EXERCISE DETAILS: Reproduce the data below verbatim, keeping every line and its order unchanged.

(Pointing entries for named objects)
━━━━━━━━━━━━━━━━
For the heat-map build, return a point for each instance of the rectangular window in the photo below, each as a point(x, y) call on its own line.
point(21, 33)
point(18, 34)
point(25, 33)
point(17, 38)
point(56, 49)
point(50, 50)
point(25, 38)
━━━━━━━━━━━━━━━━
ANSWER:
For the heat-map build, return a point for each instance of the rectangular window in the photo below, each as a point(x, y) call on its own line.
point(21, 33)
point(18, 34)
point(25, 33)
point(17, 38)
point(56, 49)
point(50, 50)
point(25, 38)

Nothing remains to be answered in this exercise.